--- BEGIN EXCERPT TO READ ---

The record of the 2013 removal proceedings shows that the IJ (1) explained that he would determine if Torre-Hernandez qualified for voluntary departure, (2) asked a series of questions to determine if he was qualified, and (3) decided that he did not qualify. See Transcript, supra. The IJ never advised Torre-Hernandez of his eligibility to apply for voluntary departure. Id. "[W]here the record contains an inference that the petitioner is eligible for relief from deportation, the IJ must advise the alien of this possibility and give him the opportunity to develop the issue." U.S. v. Arrieta, 224 F.3d 1076, 1079 (9th Cir.2000). This requirement, according to the Ninth Circuit, is "mandatory." Id.

Here, there was at least an inference - or a "reasonable possibility" - that Torre-Hernandez was eligible to apply for voluntary departure: (1) He had never been convicted of an aggravated felony; (2) He was not involved in terrorist activity; and (3) He had never received a voluntary departure. See 8 U.S.C. § 1229c(a)(1), c(c)(1); 8 C.F.R. § 1240.26(a) & (b); see also U.S. v. Muro-Inclan, 249 F.3d 1180, 1183 (9th Cir. 2001). The Government does not dispute this in its briefing.

--- END EXCERPT TO READ ---
--- BEGIN DATA ROWS ---

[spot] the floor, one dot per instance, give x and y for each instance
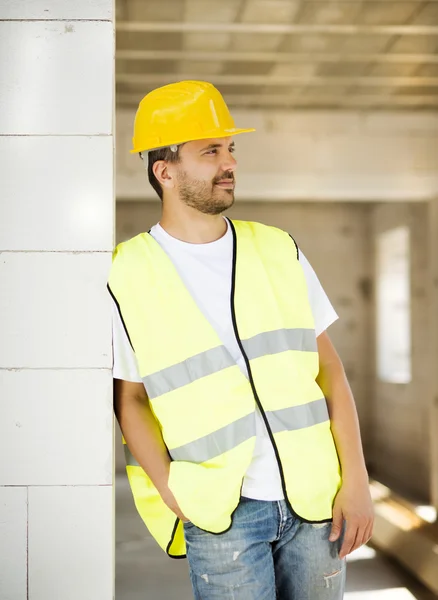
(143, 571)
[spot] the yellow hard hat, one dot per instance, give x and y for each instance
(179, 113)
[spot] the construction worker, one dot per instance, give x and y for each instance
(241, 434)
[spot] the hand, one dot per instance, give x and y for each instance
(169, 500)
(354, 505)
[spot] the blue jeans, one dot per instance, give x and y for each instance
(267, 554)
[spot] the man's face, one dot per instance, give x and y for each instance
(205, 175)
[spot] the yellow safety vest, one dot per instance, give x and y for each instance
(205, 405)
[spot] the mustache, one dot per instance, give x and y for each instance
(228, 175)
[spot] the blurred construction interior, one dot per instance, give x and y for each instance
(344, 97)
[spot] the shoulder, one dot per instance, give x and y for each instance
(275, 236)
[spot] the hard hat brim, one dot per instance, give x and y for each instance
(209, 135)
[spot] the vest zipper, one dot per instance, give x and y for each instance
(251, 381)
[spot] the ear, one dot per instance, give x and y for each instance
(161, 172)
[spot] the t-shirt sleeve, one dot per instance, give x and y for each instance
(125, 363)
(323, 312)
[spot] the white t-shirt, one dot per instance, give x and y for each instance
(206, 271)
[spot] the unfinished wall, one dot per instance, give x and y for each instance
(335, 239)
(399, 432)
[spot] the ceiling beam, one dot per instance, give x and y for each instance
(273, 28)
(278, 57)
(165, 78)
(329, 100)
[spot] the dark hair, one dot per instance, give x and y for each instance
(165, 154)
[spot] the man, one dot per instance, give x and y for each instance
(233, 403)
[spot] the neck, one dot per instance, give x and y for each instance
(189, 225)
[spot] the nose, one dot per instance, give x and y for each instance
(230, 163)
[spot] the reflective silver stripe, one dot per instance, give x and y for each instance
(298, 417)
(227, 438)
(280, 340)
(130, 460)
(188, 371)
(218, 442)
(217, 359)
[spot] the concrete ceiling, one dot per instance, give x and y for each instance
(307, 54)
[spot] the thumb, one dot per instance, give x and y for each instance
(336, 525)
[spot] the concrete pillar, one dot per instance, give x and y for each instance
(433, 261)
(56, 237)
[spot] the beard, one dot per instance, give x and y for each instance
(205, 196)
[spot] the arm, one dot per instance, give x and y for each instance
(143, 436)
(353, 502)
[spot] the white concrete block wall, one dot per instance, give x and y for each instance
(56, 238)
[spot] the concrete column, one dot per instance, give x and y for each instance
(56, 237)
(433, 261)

--- END DATA ROWS ---

_AIM 1:_ In the excerpt on the removal proceedings, which court calls the requirement to advise an alien of possible relief "mandatory"?
_AIM 2:_ Carry on the excerpt on the removal proceedings from the point where it stops.
The lines play no role here.

_FINAL RESULT 1:_ The Ninth Circuit.

_FINAL RESULT 2:_
Defense counsel argued in his brief that Torre-Hernandez had never been granted a voluntary departure previously, and thus qualified under this factor. The Government did not object to that representation and so the Court takes it as a fact. --------

This triggered a "mandatory" requirement that the IJ advise Torre-Hernandez that he appeared to be eligible to apply for voluntary departure, and that he could apply for it during the hearing. Melendez-Castro, 671 F.3d at 953. The IJ never did so. Instead, the IJ took it upon himself to determine if Torre-Hernandez qualified and concluded that he was ineligible.

The Government urges the Court to hold that this process satisfied due process - after all, the Government argues, the IJ "treated the defendant as though he had applied for voluntary departure," asked him questions concerning relevant factors, and ultimately ruled that he was ineligible. See Government Brief (Dkt. No. 17) at p. 9. The Government describes a process that is entirely IJ-directed, yet due process requires that the defendant be informed of his possible eligibility, and his right to apply, so he can determine himself whether he wants to apply. See Arrieta, 224 F.3d at 1079 (holding that the IJ must "give [the alien] the opportunity to develop the issue"); see also U.S. v. Lachino-Estrada, 2011 WL 4351603 at *2 (9th Cir. 2011) (unpublished) (rejecting argument that "an alien need not be expressly advised of the potential availability of voluntary departure, provided the IJ in fact considered it").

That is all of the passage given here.